## [Exercises to complete]
A. Retype the power wall text, starting with "#### The Power" and going on through "the I/O alone!".
B. According to the power wall text, how much power does a well-utilized 100GB/sec DDR memory interface consume for the I/O alone?
C. Proceed with the power wall text from its final line onward.

## [Text segment]
########
Page 20 | Microarchitecture in the System-level Integration Era | 03092009



#### The Power Wall

- Easy prediction: *Power will continue to be the #1 design constraint in the System-level Integration Era*
- Why? Several conditions have worsened:
  - V<sub>min</sub> will not continue tracking Moore's Law
  - Thermal Design Points (TDPs) in all markets continue to drop
  - Lightly loaded and idle power characteristics are increasingly important in key markets
  - Integration of system-level components also consume chip power
    - A well utilized 100GB/sec DDR memory interface consumes ~15W for the I/O alone!
  - Percent of total U.S. energy consumed by computing devices continues to grow year-on-year





# The Power Wall

- Another easy prediction: *Escalating multi-core designs will* crash into the power wall just like single cores did due to escalating frequency
- Why?
  - In order to maintain a reasonable balance, core additions must be accompanied by increases in other resources that consume power (on-chip network, caches, memory and I/O BW, ...)
    - Spiral upwards effect on power
  - The use of multiple cores forces each core to actually slow down
    - At some point, the power limits will not even *allow* you to activate all of the cores at the same time
  - Small, low-power cores tend to be very weak on general purpose workloads
    - The transition to compelling general purpose parallel workloads will not be a fast one
    - Customer value proposition will demand excellent performance on general purpose workloads





# The Power Wall -- Implications

- Chip Multiprocessors (CMPs) will evolve to be heterogeneous
  - First, integration of cores with different capabilities
  - Second, integration of alternative programmable devices with superior performance/watt characteristics when running workloads of interest
  - Third, integration of extremely power efficient dedicated hardware assists for very commonly used functions
- Most meaningful metrics are (or will be) a ratio with power
  - Processor Cores and Chips: Perf/Watt and Perf/Watt/\$\$
  - GPUs & other data parallel throughput solutions: FLOPS/Watt
  - I/O SERDES PHYs: mW/Gbit/sec
- Very sophisticated next generation power management
  - Fully embrace power as a critical platform-level resource
  - Provision power based on real time monitoring and/or explicit requests
  - SOC components all on separable voltage and clock domains
  - Programmable uController for the base power management controller





# Summary – The System Level Integration Era

- Chip Multiprocessors are just a first step in this bigger picture
  - Expect to see increased levels of system integration, heterogeneous cores and dedicated accelerators
- Large opportunity space for Microarchitecture innovation
  - Identification of the appropriate components to integrate
  - Establishing system-level balance between compute and integrated functions
  - Improvements in on-chip communication and synchronization
  - Scalable chip-level infrastructure
- Imperatives for the System-level Integration Era
  - Modularity and re-use
  - Never forget the uniprocessor! Continue improving each core.
########
## [Data extract]
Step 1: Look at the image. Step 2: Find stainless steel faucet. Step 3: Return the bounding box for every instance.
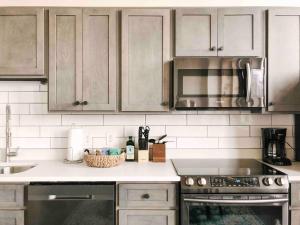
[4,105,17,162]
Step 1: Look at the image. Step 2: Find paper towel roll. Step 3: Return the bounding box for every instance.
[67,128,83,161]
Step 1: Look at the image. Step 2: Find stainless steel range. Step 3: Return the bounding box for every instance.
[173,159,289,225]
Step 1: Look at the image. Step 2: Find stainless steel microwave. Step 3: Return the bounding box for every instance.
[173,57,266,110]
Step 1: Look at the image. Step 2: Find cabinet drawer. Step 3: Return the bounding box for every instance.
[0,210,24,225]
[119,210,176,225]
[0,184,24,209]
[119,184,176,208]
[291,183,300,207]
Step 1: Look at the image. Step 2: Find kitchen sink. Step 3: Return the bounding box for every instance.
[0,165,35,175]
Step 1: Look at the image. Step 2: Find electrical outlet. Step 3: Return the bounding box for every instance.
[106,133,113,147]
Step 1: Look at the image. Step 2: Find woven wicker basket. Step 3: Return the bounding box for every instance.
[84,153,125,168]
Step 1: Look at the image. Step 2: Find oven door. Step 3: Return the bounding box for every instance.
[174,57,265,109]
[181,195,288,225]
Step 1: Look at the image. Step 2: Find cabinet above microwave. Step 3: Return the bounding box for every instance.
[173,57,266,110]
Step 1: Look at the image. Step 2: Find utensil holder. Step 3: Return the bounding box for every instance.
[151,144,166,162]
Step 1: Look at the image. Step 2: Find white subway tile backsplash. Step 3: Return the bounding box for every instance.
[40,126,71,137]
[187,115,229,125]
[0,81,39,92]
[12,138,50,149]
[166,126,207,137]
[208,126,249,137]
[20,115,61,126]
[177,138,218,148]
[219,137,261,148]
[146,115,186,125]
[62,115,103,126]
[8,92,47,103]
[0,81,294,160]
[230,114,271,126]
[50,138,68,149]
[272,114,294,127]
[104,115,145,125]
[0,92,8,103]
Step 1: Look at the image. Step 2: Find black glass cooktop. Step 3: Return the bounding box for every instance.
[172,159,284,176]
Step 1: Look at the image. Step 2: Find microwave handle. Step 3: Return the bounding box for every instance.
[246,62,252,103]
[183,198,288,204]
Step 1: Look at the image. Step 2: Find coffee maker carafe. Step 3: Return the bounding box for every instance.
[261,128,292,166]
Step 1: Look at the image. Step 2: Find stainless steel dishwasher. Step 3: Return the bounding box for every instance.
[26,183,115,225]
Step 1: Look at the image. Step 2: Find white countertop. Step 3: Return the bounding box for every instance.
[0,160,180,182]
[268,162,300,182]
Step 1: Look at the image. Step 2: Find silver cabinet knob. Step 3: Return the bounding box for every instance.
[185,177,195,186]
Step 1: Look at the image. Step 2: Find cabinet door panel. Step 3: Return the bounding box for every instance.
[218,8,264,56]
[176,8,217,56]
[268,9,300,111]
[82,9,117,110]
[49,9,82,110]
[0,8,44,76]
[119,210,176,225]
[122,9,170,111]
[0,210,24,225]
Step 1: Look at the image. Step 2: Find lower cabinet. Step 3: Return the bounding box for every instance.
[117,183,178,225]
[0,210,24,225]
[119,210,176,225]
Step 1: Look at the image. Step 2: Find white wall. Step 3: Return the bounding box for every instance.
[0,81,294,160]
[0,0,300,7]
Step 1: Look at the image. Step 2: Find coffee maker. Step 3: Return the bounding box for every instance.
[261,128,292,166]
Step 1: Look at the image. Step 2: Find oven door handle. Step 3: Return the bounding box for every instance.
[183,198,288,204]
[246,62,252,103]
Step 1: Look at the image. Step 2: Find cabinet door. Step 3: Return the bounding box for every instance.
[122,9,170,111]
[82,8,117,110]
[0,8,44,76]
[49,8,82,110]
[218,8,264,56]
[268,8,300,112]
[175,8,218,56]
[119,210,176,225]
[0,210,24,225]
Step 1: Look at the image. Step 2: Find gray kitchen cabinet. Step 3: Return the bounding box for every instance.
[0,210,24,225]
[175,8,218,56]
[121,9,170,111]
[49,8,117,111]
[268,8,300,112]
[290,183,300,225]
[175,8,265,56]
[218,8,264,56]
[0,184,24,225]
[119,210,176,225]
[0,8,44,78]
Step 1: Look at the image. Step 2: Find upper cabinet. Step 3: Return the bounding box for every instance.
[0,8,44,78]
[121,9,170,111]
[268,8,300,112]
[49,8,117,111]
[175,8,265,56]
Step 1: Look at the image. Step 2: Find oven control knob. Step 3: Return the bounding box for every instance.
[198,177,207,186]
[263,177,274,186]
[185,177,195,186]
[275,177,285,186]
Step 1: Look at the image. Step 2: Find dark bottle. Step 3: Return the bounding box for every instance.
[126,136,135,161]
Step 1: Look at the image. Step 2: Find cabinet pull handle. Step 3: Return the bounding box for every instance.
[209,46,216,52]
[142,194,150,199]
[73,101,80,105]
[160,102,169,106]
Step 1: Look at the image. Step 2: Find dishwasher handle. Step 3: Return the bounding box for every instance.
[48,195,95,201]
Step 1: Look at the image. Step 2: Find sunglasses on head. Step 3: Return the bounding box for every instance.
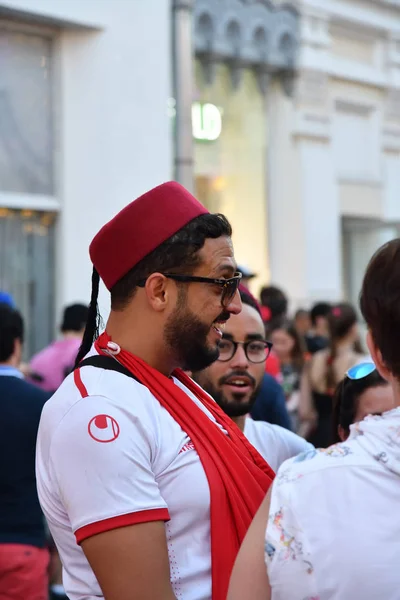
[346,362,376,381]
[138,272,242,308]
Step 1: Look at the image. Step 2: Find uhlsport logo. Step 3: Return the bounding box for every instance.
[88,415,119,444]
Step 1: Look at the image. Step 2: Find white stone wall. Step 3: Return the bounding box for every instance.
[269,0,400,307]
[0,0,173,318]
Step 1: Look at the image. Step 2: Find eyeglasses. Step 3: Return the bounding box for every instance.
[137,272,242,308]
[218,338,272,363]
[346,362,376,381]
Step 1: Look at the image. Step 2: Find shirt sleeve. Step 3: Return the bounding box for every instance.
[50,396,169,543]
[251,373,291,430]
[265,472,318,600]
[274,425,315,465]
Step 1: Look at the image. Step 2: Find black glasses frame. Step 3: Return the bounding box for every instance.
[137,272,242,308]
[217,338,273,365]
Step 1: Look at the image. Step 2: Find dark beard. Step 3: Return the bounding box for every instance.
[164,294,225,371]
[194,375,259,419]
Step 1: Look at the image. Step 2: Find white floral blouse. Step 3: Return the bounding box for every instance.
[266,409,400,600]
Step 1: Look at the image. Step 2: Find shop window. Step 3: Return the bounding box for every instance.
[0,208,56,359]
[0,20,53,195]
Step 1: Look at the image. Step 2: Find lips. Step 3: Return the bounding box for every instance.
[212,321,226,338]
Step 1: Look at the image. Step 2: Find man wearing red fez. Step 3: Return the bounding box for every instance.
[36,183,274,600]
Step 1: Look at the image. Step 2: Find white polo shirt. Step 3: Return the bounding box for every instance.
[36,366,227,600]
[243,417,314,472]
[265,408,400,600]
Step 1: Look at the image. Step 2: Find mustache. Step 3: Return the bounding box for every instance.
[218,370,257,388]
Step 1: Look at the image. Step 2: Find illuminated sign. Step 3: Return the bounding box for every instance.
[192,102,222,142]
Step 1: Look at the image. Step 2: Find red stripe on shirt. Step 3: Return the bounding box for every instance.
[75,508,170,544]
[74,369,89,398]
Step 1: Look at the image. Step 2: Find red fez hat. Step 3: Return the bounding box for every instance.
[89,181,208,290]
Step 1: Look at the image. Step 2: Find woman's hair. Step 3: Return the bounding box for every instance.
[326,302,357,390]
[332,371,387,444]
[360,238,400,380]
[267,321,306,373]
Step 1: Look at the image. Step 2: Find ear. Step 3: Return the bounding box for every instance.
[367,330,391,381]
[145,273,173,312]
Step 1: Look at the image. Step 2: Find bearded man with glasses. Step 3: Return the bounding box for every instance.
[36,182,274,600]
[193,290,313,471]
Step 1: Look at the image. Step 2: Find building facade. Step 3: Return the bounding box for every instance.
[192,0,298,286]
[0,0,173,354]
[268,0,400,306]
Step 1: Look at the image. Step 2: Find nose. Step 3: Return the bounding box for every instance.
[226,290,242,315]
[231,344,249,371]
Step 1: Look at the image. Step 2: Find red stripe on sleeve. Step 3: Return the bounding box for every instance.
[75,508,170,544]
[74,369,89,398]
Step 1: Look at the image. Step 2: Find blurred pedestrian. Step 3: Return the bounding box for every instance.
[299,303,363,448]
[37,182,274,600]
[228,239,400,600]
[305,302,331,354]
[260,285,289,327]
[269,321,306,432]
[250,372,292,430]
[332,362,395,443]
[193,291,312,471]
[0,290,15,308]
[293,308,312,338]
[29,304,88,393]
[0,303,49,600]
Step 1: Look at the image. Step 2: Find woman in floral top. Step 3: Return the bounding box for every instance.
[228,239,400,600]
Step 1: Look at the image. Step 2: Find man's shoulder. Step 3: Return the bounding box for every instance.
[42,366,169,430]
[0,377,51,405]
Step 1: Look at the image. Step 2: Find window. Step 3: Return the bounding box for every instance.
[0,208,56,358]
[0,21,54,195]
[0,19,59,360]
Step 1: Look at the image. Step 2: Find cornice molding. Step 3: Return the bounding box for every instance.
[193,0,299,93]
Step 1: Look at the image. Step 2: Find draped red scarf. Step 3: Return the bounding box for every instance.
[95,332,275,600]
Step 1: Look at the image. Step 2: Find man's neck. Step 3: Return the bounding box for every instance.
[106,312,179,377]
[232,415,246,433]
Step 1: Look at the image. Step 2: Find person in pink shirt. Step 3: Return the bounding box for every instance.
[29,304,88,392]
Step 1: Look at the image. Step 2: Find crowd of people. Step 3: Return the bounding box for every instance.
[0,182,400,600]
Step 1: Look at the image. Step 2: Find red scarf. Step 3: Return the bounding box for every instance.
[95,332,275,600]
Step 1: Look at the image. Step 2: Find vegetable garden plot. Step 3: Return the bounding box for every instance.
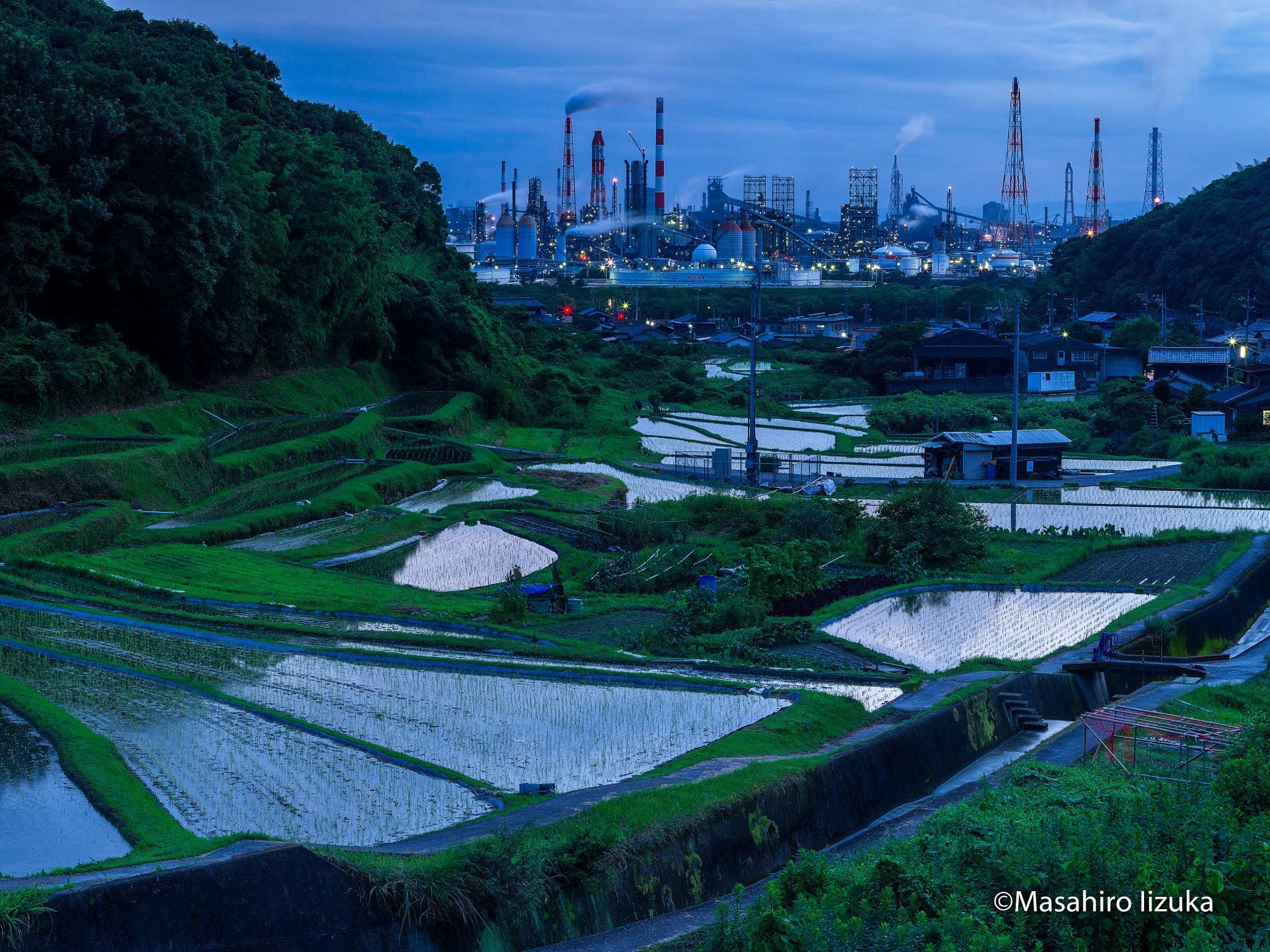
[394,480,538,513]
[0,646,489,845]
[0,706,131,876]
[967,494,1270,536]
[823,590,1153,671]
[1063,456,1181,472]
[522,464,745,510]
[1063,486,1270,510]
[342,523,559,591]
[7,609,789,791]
########
## [Responses]
A.
#### The Power Wall

- Easy prediction: *Power will continue to be the #1 design constraint in the System-level Integration Era*
- Why? Several conditions have worsened:
  - V<sub>min</sub> will not continue tracking Moore's Law
  - Thermal Design Points (TDPs) in all markets continue to drop
  - Lightly loaded and idle power characteristics are increasingly important in key markets
  - Integration of system-level components also consume chip power
    - A well utilized 100GB/sec DDR memory interface consumes ~15W for the I/O alone!

B. About 15W.

C.
  - The role of SW and abstractions for completing the picture





# Thank You – Have a Great Conference!

# Jenny.koerv@amd.com

© 2008. Advanced Micro Devices, Inc. All rights reserved. AMD, the AMD Arrow logo, the AMD Fusion logo, AMD Opteron, and any combinations thereof, are trademarks of Advanced Micro Devices, Inc.

Other names are for informational purposes only and may be trademarks of their respective owners.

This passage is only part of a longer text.